Instruction A
According to the book review, for how long does Chapter 1 recommend tracking your time by the half-hour?

>> BEGIN Source excerpt

Vaderkam had a large group of people in different professions track their time, and she used the results for this book. One interesting thing she found was that a lot of the people in very busy, high-powered positions often felt like they had more time, but it was because they'd learn strategies to make it that way. So this book goes into a number of strategies to help create that feeling of space in your schedule, of slowing down and savoring.

I won't go deeply into each of these because the book is worth a read and I did lots of underlining, but each strategy has its own chapter title and I'll touch on those.

Chapter 1: Tend Your Garden

Her basic premise here is that in order to do anything about your time, you need to know where it's actually going. We're really bad at estimating how much time we spend doing certain things. Like, you know, how often we're sucked into social media. Or how few minutes it actually takes to wash the dishes. So she recommends tracking your time by the half-hour ALL DAY for at least a week. 

"...one of the most striking findings of my survey was the gap in estimated phone checks per hour between people who felt relaxed about time and those who felt anxious" --pg. 8

I've done time-tracking on and off over the years, which is made easy with the Day Designer planner I use, and I have found it helpful. If you're honest in your tracking, you can see where your time is getting wasted or squandered. It's sobering when you realize you popped over to check twitter for a minute and wasted forty minutes instead. So this practice takes discipline, but I think it is a great exercise to kind of give you an overview.

"Time passes whether or not we think about how we are spending it. Tracking forces me to think about it." --pg. 35

Chapter 2: Make Life Memorable

This was probably my favorite chapter of the book. I have a TERRIBLE memory. Terrible, y'all. And I hate that so many memories sift through my fingers (probably because I'm moving too fast.) So this chapter was about the science of what makes a memory stick. We know that novel experiences and experiences with high emotion (good and bad) are more likely to burn into our memories. But does that mean the ordinary days are destined to just compress in our minds and give us that sense of time just flying by? Vanderkam argues that no, there are things we can do. She encourages us to record things in a journal (or in your time tracker if you're doing that). Nothing elaborate but something that will help the day stick a little better.

>> END Source excerpt
>> BEGIN Records supplied

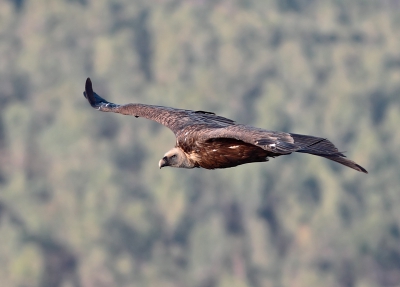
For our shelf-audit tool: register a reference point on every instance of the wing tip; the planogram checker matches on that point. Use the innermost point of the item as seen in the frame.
(88, 93)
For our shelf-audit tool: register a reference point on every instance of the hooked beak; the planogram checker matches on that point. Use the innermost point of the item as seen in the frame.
(163, 162)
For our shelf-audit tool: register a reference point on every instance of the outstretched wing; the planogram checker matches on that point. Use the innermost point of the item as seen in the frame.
(174, 119)
(280, 143)
(277, 142)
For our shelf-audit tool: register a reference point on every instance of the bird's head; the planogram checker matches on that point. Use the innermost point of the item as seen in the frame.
(175, 158)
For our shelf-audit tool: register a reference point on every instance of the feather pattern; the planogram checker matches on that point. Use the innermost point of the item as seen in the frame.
(211, 141)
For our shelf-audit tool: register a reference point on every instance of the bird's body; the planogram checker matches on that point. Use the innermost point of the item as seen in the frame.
(206, 140)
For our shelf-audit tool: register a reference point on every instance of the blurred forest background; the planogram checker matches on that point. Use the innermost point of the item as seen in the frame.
(82, 201)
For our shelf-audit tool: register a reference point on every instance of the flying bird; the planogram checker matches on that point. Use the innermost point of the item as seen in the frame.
(206, 140)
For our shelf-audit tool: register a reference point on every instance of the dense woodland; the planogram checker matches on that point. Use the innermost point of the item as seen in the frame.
(82, 201)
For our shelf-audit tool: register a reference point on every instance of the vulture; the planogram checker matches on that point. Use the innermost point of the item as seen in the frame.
(204, 139)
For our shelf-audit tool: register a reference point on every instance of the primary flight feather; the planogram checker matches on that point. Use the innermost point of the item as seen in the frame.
(206, 140)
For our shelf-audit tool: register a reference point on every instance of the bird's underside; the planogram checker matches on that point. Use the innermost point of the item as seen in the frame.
(206, 140)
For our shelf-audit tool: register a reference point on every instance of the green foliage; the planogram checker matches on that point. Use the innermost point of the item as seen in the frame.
(82, 201)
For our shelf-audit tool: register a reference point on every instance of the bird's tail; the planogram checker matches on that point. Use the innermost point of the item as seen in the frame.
(324, 148)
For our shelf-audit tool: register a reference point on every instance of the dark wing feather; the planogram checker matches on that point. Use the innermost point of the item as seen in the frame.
(174, 119)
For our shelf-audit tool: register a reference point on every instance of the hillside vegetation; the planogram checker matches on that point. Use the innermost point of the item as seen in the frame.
(82, 201)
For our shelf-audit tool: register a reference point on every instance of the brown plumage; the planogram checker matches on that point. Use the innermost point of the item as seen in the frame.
(206, 140)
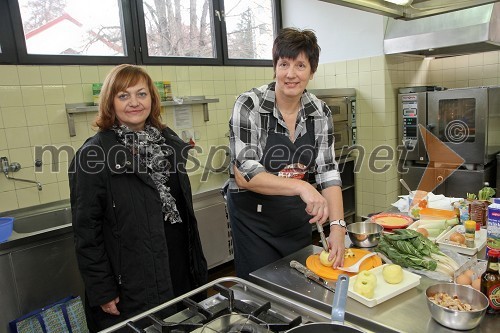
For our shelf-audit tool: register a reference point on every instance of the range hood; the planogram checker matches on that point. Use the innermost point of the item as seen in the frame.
(460, 32)
(410, 9)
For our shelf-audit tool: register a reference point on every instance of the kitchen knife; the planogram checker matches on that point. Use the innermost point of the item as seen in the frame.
(311, 275)
(322, 235)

>> END Records supplied

Instruction B
Return each line of the records that includes the word "body".

Correct response A
For at least a week, all day.

Correct response B
For our shelf-audit tool: register a reference point on every instance of the bird's body; the planogram checker matches on that point. Use the innermost point of the item as seen in the frame.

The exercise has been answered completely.